━━━ DATA EXCERPTS

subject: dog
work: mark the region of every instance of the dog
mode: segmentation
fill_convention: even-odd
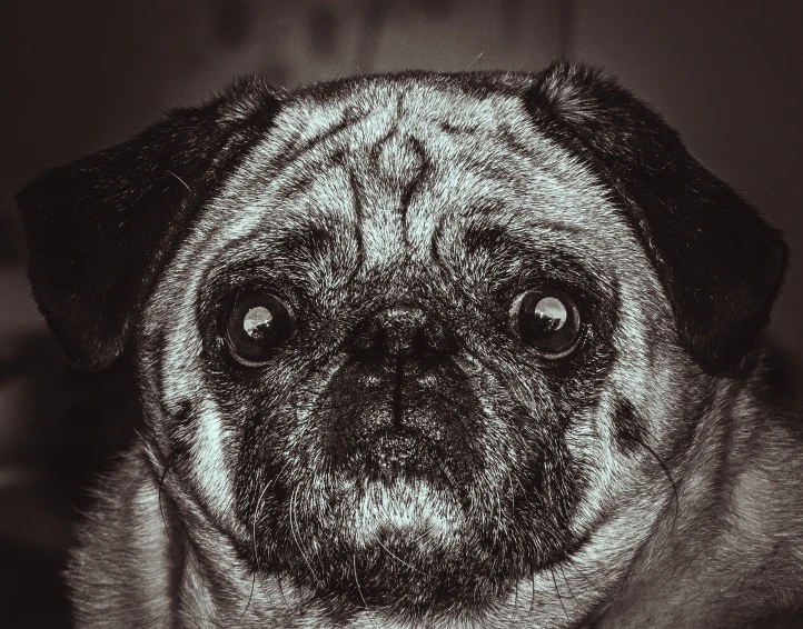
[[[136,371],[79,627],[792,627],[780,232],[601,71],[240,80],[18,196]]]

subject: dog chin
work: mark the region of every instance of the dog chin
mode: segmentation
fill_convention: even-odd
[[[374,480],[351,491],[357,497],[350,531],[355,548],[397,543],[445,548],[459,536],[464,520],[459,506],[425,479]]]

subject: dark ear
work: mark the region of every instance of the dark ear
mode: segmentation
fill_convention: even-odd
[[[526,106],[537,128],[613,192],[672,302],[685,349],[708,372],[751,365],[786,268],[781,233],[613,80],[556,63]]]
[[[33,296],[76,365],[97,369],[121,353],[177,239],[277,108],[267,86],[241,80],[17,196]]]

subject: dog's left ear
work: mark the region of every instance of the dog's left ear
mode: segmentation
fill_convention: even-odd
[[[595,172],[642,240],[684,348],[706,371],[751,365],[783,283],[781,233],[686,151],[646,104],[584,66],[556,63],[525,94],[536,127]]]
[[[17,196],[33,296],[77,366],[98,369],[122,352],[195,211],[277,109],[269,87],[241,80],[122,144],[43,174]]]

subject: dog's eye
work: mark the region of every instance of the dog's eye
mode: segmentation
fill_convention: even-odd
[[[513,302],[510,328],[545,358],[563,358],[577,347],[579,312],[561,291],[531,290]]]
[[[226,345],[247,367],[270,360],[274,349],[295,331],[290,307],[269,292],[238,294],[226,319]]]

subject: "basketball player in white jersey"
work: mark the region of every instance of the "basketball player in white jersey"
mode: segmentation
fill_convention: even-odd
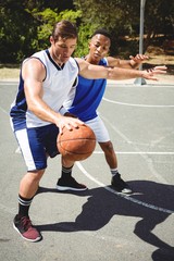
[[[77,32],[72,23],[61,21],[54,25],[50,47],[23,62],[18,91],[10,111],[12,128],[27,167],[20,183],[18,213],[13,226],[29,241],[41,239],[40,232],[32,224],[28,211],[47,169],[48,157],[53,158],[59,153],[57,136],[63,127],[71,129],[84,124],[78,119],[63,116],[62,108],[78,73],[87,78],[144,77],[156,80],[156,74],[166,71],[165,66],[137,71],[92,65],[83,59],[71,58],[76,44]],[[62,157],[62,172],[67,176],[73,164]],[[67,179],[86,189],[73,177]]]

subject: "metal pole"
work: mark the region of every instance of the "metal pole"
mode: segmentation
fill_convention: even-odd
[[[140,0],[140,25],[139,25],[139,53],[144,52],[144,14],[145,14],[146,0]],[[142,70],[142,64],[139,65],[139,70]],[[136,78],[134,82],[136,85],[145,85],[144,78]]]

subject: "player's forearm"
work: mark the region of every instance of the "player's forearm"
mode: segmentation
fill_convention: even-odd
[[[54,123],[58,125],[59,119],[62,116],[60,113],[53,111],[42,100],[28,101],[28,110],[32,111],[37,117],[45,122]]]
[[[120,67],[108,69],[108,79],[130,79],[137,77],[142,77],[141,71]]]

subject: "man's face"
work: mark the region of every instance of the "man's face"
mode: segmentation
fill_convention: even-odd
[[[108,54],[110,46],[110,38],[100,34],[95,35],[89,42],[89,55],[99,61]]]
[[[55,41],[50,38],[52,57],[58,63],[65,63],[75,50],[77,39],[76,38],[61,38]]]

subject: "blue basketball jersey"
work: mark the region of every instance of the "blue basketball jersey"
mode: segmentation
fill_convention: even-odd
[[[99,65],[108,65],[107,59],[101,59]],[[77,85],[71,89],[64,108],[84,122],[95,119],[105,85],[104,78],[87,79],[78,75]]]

━━━━━━

*SHORT EXERCISE*
Give only the number of lines in the rows above that contain the word "blue".

*SOLUTION BELOW*
2